Complete, exact copies of all entries are needed.

Stored data entries
Segment Open

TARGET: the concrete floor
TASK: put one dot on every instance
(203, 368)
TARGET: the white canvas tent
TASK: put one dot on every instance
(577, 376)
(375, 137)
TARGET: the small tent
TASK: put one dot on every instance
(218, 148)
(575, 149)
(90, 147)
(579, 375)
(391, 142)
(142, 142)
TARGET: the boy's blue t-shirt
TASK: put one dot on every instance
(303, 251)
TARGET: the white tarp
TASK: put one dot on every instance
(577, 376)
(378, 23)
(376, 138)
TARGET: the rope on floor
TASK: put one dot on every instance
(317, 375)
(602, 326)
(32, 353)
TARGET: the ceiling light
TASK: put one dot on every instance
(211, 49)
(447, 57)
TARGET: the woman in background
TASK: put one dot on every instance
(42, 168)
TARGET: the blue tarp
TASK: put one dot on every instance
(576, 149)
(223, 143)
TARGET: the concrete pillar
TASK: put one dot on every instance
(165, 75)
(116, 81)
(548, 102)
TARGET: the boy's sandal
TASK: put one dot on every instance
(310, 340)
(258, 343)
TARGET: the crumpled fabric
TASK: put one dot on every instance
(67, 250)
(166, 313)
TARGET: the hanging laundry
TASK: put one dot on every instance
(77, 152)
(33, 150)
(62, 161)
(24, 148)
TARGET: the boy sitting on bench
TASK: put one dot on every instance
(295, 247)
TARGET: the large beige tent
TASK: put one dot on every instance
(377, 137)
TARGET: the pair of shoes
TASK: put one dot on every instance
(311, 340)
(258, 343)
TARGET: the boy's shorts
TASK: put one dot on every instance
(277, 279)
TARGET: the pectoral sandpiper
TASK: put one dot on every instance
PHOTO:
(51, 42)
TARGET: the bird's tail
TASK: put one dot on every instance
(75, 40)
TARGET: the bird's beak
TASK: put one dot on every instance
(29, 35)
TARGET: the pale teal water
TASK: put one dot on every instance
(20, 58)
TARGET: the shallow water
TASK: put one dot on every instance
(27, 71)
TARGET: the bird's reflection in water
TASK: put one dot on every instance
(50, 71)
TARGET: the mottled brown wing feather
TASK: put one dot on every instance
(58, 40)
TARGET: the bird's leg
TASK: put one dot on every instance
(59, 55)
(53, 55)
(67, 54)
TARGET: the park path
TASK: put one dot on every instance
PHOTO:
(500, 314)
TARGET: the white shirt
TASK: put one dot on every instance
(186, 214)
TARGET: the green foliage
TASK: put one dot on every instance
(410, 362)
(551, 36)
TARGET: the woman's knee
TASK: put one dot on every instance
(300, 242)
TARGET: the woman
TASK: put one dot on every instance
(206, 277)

Segment Closed

▸ EXERCISE RESPONSE:
TARGET: the concrete floor
TASK: put one dot on every instance
(203, 368)
TARGET: the white canvas tent
TASK: put one dot on every instance
(577, 376)
(375, 137)
TARGET: the small tent
TASK: put one dot on every instance
(218, 148)
(575, 149)
(90, 147)
(579, 375)
(391, 142)
(142, 142)
TARGET: the boy's blue t-shirt
TASK: put one dot on every instance
(303, 251)
TARGET: the white tarp
TASK: put one dot on every instance
(577, 376)
(378, 23)
(376, 138)
TARGET: the rope on floor
TASK: put one dot on every instance
(317, 375)
(602, 326)
(32, 353)
TARGET: the ceiling light
TASK: put one dot on every instance
(211, 49)
(447, 57)
TARGET: the woman in background
TASK: put one dot on every instance
(42, 168)
TARGET: the blue tarp
TASK: put one dot on every instance
(576, 149)
(223, 143)
TARGET: the concrete pillar
TASK: put one dot on every instance
(165, 75)
(116, 81)
(548, 102)
TARGET: the boy's sandal
TASK: put one dot on every instance
(310, 340)
(258, 343)
TARGET: the crumpled fabric
TASK: put one dot on every instance
(67, 250)
(166, 313)
TARGET: the hanging laundry
TASK: put one dot on every instance
(77, 152)
(33, 150)
(62, 161)
(24, 148)
TARGET: the boy sitting on bench
TASK: put one dot on every instance
(295, 247)
TARGET: the large beige tent
TASK: put one dot on every instance
(377, 137)
TARGET: the pair of shoes
TASK: put one dot on every instance
(311, 340)
(258, 343)
TARGET: the boy's shorts
TASK: put one dot on every instance
(277, 279)
TARGET: the pectoral sandpiper
TASK: put one dot on every instance
PHOTO:
(51, 42)
TARGET: the bird's tail
TASK: put one dot on every instance
(75, 40)
TARGET: the bird's beak
TASK: put one dot on every instance
(29, 35)
TARGET: the pale teal water
TASK: put one dot on every instance
(20, 58)
TARGET: the shallow water
TASK: put one dot on every instance
(27, 71)
TARGET: the bird's reflection in water
TASK: put one dot on every instance
(50, 71)
TARGET: the mottled brown wing feather
TASK: put one dot on every instance
(58, 40)
TARGET: the bird's leg
TASK: put one dot on every instance
(59, 55)
(53, 55)
(67, 54)
TARGET: the park path
TASK: put one dot on every instance
PHOTO:
(500, 314)
TARGET: the white shirt
TASK: put one dot on every instance
(186, 214)
TARGET: the green foliage
TASK: put one dot on every instance
(410, 362)
(551, 36)
TARGET: the woman's knee
TASK: put one dot on every instance
(300, 242)
TARGET: the woman
TASK: put one dot on every instance
(206, 277)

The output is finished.